Please state the project's primary objective, according to the DevSecOps project overview.

[START TEXT PROVIDED]

1. Introduction
This document provides an overview of the NCCoE Secure Software Development, Security, and Operations (DevSecOps) Practices project. The project’s primary objective is to demonstrate the application of the NIST SSDF to enhance the security of DevSecOps environments. Specifically, this project showcases example security practices and processes that align with SSDF, illustrates how their design can improve cybersecurity in software development, and documents their actual implementation using current technologies. The project’s scope encompasses the entire software development lifecycle, from inception to final deployment. The project aims to demonstrate software development processes that leverage the following characteristics:
Shift Left: Integrates security practices earlier in the software development lifecycle into existing processes and toolchains used by developers and managed by operations teams.
Automation: Automates security testing to ensure they are performed consistently and frequently throughout the development pipeline.
Collaboration: Various engagement practices, tools, and processes to encourage collaboration between development, security and operations teams.
Pipeline with Security (Continuous Integration / Continuous Delivery (CI/CD): Incorporates security checks into pipeline to identify vulnerabilities early.
Security as Code: Manages security configurations and policies as code, allows for version control, and automated deployment of security configurations.
Monitoring and Feedback: Software and infrastructure are continuously monitored for security vulnerabilities and checked for performance issues.
Vulnerability Management: Various tools and processes in place to identify, classify, prioritize, and remediate vulnerabilities in a timely manner.
AI Capabilities: Various AI-enabled tools to identify and mitigate attack vectors and vulnerabilities, and perform automated security testing, code scans, and checks.
Zero Trust Security: Harnesses zero trust principles and approaches to secure the entire DevSecOps environment through consistent policy driven verification, authentication, and authorization with least privilege access.

[END TEXT PROVIDED]
[START DATA EXTRACT]

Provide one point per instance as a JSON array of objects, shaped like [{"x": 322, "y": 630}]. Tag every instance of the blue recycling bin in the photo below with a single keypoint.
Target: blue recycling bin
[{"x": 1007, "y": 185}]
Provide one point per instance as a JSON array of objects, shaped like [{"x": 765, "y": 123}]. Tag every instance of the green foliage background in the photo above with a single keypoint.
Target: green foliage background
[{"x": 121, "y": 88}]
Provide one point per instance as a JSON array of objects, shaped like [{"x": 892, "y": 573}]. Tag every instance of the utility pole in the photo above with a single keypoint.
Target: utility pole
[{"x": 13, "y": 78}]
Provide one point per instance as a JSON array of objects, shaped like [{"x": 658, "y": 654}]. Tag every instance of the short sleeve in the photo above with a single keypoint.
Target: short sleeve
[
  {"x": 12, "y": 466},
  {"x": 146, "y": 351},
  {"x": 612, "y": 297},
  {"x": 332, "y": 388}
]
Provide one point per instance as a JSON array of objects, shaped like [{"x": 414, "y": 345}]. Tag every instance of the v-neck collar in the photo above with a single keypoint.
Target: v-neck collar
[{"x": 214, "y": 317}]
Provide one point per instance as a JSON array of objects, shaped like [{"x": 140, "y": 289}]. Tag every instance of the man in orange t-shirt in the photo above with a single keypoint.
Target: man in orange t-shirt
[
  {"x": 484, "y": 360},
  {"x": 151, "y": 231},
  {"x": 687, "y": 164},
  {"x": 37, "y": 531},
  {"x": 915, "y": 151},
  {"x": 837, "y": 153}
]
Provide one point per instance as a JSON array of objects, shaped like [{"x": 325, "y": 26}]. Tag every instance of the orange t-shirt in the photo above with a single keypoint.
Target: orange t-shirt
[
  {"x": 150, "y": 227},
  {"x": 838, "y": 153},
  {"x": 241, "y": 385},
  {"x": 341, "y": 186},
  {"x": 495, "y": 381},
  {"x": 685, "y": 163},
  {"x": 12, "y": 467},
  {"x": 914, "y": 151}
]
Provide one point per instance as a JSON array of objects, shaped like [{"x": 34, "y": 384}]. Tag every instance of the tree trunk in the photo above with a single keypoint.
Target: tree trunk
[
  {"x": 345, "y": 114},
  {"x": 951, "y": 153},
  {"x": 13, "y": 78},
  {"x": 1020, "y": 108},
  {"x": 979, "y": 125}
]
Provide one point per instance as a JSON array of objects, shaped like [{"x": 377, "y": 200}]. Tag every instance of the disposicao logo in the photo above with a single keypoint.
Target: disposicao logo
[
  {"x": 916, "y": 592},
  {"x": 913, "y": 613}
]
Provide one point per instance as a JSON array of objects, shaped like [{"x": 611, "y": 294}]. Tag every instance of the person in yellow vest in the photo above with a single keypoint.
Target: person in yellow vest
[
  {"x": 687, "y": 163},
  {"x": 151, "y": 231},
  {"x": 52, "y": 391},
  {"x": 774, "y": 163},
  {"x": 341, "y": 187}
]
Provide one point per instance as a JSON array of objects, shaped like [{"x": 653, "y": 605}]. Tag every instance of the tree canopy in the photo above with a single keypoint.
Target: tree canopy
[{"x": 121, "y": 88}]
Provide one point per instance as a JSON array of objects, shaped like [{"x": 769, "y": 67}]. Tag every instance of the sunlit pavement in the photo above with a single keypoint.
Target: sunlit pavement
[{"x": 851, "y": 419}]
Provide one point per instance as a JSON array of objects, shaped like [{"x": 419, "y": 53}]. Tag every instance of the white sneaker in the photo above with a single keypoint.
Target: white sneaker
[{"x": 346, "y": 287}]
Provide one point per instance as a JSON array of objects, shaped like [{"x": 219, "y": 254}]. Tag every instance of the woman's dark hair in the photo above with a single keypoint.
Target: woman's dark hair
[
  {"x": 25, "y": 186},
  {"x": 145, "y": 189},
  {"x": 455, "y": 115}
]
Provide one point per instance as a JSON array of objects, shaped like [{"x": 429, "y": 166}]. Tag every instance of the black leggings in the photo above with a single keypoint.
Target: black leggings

[END DATA EXTRACT]

- **TASK ANSWER**: The project's primary objective is to demonstrate the application of the NIST SSDF to enhance the security of DevSecOps environments.